== YOUR TASK ==
Write out the listing below exactly, and omit any images you find in it.
***
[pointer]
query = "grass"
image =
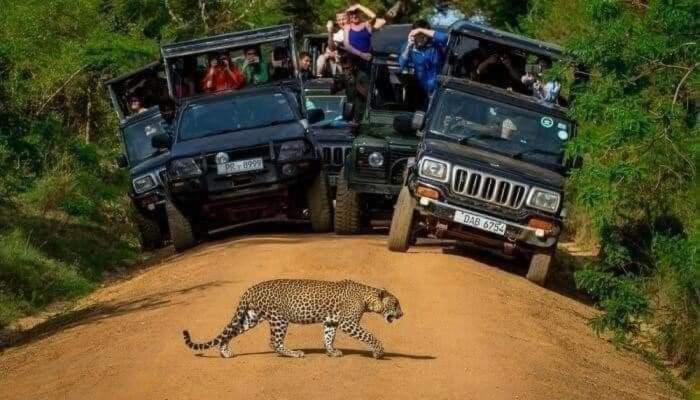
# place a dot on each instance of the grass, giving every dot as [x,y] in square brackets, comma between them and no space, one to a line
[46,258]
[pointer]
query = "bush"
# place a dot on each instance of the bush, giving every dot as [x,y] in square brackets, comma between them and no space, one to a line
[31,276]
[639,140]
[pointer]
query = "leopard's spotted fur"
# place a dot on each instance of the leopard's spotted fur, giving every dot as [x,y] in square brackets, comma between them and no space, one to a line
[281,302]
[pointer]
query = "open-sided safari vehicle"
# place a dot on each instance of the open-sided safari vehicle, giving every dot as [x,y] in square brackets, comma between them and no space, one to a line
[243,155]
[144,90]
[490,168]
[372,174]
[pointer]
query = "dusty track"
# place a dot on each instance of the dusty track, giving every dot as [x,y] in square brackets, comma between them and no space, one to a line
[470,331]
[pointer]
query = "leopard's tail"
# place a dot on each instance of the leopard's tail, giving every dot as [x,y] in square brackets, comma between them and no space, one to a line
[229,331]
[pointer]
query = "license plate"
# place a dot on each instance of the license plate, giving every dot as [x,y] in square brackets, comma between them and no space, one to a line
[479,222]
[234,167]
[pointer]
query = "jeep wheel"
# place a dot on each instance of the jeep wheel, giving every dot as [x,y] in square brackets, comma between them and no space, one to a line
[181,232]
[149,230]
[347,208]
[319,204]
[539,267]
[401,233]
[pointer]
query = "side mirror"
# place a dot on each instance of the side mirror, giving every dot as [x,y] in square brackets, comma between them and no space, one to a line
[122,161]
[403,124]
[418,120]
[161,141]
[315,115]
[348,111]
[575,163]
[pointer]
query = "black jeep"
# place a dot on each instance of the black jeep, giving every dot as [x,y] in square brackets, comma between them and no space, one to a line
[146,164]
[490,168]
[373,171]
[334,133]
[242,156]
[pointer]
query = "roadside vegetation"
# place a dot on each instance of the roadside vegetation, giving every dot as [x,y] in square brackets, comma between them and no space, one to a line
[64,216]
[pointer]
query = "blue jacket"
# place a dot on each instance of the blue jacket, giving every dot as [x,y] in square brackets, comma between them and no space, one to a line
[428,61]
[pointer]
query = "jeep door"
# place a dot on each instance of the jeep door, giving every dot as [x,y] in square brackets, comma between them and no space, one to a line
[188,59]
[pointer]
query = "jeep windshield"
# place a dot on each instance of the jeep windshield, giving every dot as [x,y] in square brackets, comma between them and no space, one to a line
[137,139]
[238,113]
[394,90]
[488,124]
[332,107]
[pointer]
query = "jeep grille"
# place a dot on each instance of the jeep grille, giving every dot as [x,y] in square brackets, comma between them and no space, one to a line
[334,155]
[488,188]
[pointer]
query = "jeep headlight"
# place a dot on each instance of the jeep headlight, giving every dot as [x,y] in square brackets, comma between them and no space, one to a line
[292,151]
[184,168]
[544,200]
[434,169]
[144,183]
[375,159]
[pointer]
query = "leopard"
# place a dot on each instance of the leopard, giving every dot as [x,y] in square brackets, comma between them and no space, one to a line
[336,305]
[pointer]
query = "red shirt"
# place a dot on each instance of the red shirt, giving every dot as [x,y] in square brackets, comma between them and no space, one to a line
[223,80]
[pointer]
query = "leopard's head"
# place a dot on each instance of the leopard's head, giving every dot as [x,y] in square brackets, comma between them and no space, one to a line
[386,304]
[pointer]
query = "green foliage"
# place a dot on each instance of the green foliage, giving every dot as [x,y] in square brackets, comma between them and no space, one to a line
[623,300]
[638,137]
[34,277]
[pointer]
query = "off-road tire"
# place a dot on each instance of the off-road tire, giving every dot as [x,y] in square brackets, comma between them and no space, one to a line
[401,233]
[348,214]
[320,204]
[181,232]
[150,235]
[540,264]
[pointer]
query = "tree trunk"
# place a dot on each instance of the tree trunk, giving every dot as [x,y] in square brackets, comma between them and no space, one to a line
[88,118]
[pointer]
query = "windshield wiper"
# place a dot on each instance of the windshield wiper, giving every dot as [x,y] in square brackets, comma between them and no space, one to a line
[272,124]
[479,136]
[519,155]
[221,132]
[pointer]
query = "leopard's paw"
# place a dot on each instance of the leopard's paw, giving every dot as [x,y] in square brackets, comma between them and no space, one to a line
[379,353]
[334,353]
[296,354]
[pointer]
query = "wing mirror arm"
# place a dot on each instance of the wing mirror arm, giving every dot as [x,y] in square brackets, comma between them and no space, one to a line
***
== RESPONSE AREA ==
[pointer]
query = "grass"
image =
# place a dot on each instance of the grass, giving every dot as [x,y] in square brackets, comma between them and no space, one to a line
[46,258]
[pointer]
query = "bush"
# place a dot on each instance of the bush, giving every dot as [x,y] in square brackets, comma between them and no space, one to a line
[31,276]
[639,140]
[pointer]
query = "leopard's spotted fur"
# place a dot on each instance of the leopard's spotted fur, giving every dot as [x,y] in square brackets, comma between them and no space, one to a line
[281,302]
[pointer]
query = "open-sided safari vehicle"
# place a dot on each instance of the open-sided safari vehicle, giving every dot as [x,y] in square brackets, comma between them and no space, one to a line
[243,155]
[144,90]
[490,168]
[372,174]
[pointer]
query = "dusty track"
# place a dot on each instance of the dusty track, giving every dot as [x,y] in square brackets, comma between them and no space, one to a line
[470,331]
[pointer]
query = "leopard's tail"
# place a dot on each instance of the leopard's tail, giving every dot as [x,y] in square brackets, comma between them and no space, one to a line
[229,331]
[pointer]
query = "license plate"
# place a dot on each instance of the license plate, giving every dot as [x,y] in square brackets, comma between them and no space, one to a line
[479,222]
[234,167]
[pointer]
query = "jeep wheel"
# place a dot on each instance of the jeep wheel, giving every dot as [x,y] in square brackets, comma between them and no space, one to a line
[181,232]
[149,230]
[347,208]
[319,204]
[539,267]
[401,233]
[pointer]
query = "side mirror"
# place a dot on each instance of the side mirror, giving every dot as [x,y] in square brackets, comma between them and no space, one to a line
[122,161]
[403,124]
[418,120]
[161,141]
[315,115]
[348,111]
[575,163]
[pointer]
query = "black jeep"
# place a dot on each instance of the black jeep, giving every dot as [x,y] in square brackets, comma between them and no space, one to a line
[146,164]
[490,168]
[373,171]
[334,133]
[242,156]
[pointer]
query = "roadside vegetation"
# place a dot on each instance of the roadside vegetation, giving every dot as [x,y] in square brackets, comma between them and no space, one to a line
[64,216]
[pointer]
query = "blue jacket"
# place a dot on each instance of the blue jacket, giving every dot as [x,y] in square brackets, comma between them and no space, one to a line
[428,61]
[pointer]
query = "jeep door"
# place a dot on each instance of the jeep door, giving every dot as [x,y] in square brackets, comma between them and no space, one to a line
[188,59]
[pointer]
query = "jeep windshield"
# place a dot on each instance of the jeep windshield, giving every dot as [x,y] in square brackets, comma between them and no space, one to a line
[137,139]
[238,113]
[394,90]
[488,124]
[332,107]
[pointer]
query = "jeep grille"
# place a dot on each instance of the jeep grille, giving every dot as [x,y] in square brackets, comma between them and no space, one to a line
[334,155]
[488,188]
[pointer]
query = "jeep headlight"
# place a dot on each instance of the jeep headlight, giving every dot as [x,y] in square brackets, comma between them and no space, one to a line
[292,151]
[184,168]
[544,200]
[434,169]
[144,183]
[375,159]
[pointer]
query = "leopard"
# place a dot on each instance of the leopard, giving every dot as [x,y] in square brackets, comma between them and no space, one to a line
[336,305]
[pointer]
query = "red shirt"
# place a dot on each instance of the red shirt, giving every dot as [x,y] in square brackets, comma between them and no space, one to a line
[223,80]
[pointer]
query = "leopard's head"
# place a dot on each instance of the leopard's head, giving every dot as [x,y] in square brackets, comma between them and no space, one to a line
[386,304]
[pointer]
query = "green foliage"
# place a dot on each instance of the green foliage, giving every dot as [x,y] in square brackets, comma between them and no space, one to a line
[623,300]
[638,137]
[34,277]
[pointer]
query = "off-road tire"
# place a dot on each instance of the off-road tire, giving every dot as [x,y] in square brackets, comma between them and no space, one to a line
[401,233]
[348,214]
[320,204]
[181,232]
[150,235]
[540,264]
[pointer]
query = "tree trunk"
# place a dot on each instance of the tree trunk, giving every dot as [x,y] in square brackets, comma between them and no space, one to a line
[88,118]
[pointer]
query = "windshield wiper"
# place a dot on each instance of the windshield wiper, giving every dot as [x,y] in square brackets, comma between them and no space, one to a line
[272,124]
[479,136]
[519,155]
[221,132]
[pointer]
query = "leopard's paw"
# place a dot on each instance of the leopard's paw, giving every dot as [x,y] in square brackets, comma between them and no space, one to a line
[379,353]
[334,353]
[296,354]
[pointer]
query = "wing mirror arm"
# place a dot on each instance of the wing mirror arm, giving every dot as [x,y] in square brackets, comma between them and no space, one to a line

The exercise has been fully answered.